**What the exercise asks**
Set down, unchanged, the lines below from the one containing "Task: each instance of the ear" through the one containing "[[961, 370], [38, 342], [15, 354], [957, 368], [552, 345]]", including both.

---------- Task input

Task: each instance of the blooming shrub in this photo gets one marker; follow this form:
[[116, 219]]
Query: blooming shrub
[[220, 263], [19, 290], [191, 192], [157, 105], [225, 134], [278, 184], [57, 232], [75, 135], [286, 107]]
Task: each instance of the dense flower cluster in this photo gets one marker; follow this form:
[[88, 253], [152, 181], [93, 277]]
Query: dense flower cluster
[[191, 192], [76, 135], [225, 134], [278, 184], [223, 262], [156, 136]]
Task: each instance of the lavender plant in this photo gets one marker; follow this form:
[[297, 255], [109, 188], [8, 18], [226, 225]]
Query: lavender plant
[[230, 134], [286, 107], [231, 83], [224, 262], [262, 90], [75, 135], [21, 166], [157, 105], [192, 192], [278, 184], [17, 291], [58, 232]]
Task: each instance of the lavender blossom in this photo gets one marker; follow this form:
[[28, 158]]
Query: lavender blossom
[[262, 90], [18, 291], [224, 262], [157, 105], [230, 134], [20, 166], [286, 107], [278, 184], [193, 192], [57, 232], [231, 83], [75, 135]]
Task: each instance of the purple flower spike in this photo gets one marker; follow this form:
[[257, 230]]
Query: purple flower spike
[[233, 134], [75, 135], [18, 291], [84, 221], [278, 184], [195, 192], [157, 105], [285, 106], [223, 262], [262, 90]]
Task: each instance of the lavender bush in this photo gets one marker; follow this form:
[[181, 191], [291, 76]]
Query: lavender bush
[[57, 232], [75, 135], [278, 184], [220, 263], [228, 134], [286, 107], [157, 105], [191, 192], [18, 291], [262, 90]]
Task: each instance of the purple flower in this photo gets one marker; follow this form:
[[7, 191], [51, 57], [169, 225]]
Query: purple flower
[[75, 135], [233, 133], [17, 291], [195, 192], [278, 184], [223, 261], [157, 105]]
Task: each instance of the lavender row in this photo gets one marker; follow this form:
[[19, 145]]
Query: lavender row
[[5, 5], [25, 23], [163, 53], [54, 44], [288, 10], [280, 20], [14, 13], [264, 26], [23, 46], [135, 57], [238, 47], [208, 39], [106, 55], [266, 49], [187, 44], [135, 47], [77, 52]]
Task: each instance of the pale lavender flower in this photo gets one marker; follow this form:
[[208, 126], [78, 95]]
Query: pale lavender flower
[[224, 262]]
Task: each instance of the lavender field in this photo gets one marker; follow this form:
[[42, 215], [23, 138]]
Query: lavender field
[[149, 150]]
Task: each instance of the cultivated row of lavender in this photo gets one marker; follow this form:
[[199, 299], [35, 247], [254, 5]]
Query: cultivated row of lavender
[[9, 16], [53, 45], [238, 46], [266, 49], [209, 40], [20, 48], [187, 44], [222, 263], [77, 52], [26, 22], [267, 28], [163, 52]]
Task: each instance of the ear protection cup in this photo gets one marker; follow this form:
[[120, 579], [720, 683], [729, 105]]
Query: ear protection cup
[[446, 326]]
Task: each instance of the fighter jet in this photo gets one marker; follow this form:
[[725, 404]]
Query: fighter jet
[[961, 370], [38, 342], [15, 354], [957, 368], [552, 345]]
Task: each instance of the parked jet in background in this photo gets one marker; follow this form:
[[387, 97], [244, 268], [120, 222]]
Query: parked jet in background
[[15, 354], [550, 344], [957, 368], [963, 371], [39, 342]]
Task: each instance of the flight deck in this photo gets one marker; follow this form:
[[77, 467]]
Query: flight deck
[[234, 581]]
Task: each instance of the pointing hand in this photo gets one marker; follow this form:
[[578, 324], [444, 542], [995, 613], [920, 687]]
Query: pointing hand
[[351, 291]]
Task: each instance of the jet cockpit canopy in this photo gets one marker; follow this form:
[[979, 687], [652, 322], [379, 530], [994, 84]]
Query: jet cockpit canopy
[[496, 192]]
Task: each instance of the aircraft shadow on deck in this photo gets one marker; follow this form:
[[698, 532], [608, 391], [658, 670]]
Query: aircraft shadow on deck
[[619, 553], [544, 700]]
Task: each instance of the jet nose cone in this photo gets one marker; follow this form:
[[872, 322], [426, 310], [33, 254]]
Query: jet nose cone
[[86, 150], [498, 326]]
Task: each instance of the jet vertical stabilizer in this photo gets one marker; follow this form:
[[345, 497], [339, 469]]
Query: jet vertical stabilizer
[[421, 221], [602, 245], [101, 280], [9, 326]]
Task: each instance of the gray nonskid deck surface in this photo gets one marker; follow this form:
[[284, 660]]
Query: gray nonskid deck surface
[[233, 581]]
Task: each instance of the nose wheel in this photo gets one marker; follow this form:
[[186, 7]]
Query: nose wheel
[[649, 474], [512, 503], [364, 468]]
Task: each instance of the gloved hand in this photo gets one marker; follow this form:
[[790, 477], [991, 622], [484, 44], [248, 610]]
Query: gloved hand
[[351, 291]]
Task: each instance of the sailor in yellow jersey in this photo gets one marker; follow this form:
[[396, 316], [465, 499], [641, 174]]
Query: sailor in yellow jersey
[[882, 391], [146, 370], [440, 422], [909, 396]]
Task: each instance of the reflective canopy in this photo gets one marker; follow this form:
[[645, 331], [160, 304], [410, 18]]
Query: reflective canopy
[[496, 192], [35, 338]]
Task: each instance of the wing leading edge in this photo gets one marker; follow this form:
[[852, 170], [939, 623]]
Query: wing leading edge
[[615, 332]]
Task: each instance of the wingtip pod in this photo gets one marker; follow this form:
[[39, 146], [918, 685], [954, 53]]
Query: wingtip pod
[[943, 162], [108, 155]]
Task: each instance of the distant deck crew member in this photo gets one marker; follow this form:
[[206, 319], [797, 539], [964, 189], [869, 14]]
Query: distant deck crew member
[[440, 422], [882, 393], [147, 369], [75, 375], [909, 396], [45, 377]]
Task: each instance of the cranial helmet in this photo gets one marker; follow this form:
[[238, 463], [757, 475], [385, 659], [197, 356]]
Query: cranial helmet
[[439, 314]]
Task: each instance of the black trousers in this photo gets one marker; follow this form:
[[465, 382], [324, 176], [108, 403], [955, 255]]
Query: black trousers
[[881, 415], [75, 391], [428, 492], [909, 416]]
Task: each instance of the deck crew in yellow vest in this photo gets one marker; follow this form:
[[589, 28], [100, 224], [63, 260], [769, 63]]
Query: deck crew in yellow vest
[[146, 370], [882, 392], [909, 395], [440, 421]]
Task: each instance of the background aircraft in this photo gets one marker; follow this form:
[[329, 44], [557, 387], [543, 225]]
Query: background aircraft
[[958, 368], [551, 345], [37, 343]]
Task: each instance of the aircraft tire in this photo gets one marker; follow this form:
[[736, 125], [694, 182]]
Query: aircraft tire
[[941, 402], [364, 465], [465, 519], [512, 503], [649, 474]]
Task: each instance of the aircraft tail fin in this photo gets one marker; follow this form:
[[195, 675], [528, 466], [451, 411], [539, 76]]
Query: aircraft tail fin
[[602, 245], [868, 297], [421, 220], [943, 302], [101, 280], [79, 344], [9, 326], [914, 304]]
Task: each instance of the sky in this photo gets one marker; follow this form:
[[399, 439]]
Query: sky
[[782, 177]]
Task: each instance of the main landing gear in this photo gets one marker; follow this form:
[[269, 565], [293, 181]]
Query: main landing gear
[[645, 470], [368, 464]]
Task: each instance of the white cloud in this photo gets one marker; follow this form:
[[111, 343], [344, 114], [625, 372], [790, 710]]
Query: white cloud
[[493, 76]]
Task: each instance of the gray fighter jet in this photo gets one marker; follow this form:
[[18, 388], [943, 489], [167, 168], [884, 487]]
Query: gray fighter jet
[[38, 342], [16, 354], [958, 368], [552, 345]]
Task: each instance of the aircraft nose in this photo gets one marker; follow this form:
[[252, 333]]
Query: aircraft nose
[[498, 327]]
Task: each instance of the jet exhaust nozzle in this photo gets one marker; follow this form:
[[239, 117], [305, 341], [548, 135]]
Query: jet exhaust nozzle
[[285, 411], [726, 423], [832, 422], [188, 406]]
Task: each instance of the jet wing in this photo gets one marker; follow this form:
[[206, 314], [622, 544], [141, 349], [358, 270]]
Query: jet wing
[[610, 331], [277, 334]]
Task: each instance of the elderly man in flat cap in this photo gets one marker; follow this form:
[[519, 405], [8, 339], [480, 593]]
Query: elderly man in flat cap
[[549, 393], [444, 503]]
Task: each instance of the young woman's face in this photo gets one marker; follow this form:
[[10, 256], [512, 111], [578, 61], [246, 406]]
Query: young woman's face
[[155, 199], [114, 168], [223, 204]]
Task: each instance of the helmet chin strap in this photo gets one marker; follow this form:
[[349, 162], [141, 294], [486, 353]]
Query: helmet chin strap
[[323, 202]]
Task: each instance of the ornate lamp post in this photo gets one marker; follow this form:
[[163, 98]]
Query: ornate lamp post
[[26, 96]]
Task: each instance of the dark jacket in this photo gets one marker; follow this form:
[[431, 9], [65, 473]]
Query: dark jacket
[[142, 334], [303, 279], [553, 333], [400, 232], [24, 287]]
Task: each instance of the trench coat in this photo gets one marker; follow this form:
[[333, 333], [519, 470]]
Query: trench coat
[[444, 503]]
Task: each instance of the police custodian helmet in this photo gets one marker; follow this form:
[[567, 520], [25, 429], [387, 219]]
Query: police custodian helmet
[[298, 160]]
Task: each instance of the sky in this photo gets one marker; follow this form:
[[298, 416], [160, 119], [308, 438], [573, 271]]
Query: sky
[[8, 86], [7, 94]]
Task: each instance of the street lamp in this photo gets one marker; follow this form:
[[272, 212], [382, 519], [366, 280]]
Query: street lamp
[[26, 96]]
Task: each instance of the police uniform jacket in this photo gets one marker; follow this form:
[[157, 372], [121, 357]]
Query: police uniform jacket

--------------------

**Reply**
Task: each instance of the ear protection cup in this photo gets one marker; follow this form:
[[120, 579], [720, 683], [729, 105]]
Query: ear protection cup
[[446, 326]]
Task: each instance of the fighter jet in this photo gets one marker; follow this form:
[[725, 404]]
Query: fighter jet
[[961, 370], [38, 342], [15, 354], [957, 368], [552, 345]]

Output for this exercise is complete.